── Records to process

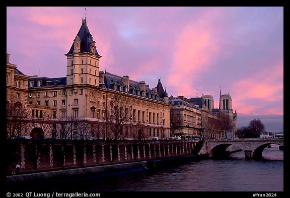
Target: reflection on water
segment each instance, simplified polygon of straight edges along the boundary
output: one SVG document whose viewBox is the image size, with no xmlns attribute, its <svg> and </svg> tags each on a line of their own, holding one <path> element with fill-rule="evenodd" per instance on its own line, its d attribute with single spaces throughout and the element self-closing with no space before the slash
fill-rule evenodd
<svg viewBox="0 0 290 198">
<path fill-rule="evenodd" d="M 200 160 L 162 170 L 92 176 L 25 187 L 86 192 L 282 191 L 283 154 L 272 146 L 264 150 L 261 160 L 245 160 L 241 151 L 226 159 Z"/>
</svg>

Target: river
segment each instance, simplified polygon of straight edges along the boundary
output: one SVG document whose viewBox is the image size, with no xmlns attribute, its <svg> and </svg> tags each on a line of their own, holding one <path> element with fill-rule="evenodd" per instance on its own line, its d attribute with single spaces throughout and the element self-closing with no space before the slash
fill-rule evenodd
<svg viewBox="0 0 290 198">
<path fill-rule="evenodd" d="M 243 151 L 226 158 L 196 160 L 162 170 L 135 170 L 25 186 L 100 191 L 283 191 L 283 151 L 271 145 L 263 159 L 245 160 Z"/>
</svg>

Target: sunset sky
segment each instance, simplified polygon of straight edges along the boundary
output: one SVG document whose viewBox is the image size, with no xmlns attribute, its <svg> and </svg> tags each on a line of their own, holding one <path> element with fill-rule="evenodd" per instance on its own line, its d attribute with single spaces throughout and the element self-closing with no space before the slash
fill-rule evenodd
<svg viewBox="0 0 290 198">
<path fill-rule="evenodd" d="M 100 70 L 169 95 L 230 93 L 238 127 L 283 130 L 283 8 L 86 7 Z M 7 52 L 27 75 L 65 77 L 85 7 L 7 7 Z"/>
</svg>

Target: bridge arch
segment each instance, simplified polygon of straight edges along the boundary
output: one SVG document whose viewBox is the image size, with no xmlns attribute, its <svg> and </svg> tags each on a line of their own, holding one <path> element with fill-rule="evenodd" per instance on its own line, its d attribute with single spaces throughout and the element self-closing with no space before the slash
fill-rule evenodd
<svg viewBox="0 0 290 198">
<path fill-rule="evenodd" d="M 269 146 L 271 144 L 275 144 L 275 145 L 280 145 L 279 144 L 271 143 L 263 144 L 261 145 L 260 145 L 259 146 L 257 147 L 256 148 L 256 149 L 255 149 L 254 150 L 254 152 L 253 152 L 253 158 L 262 158 L 263 157 L 263 156 L 262 155 L 262 154 L 263 153 L 263 151 L 264 151 L 264 149 L 266 147 L 267 147 L 268 146 Z"/>
<path fill-rule="evenodd" d="M 232 145 L 232 144 L 224 143 L 219 144 L 214 147 L 210 150 L 210 156 L 212 157 L 223 157 L 230 155 L 230 151 L 227 149 Z"/>
</svg>

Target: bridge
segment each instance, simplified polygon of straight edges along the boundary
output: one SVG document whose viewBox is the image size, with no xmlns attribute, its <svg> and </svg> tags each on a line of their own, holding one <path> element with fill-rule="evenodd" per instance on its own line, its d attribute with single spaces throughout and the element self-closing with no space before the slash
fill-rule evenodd
<svg viewBox="0 0 290 198">
<path fill-rule="evenodd" d="M 263 150 L 271 144 L 284 145 L 283 139 L 245 138 L 240 139 L 205 139 L 199 154 L 209 157 L 224 156 L 235 151 L 243 151 L 246 159 L 262 157 Z"/>
</svg>

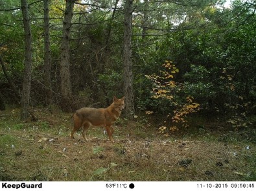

────

Work to complete: Please return every line in the material above that contains the string "Target", matching case exactly.

Reply:
Target: reflection on water
Target: river
Target: sunset sky
Target: bridge arch
Target: bridge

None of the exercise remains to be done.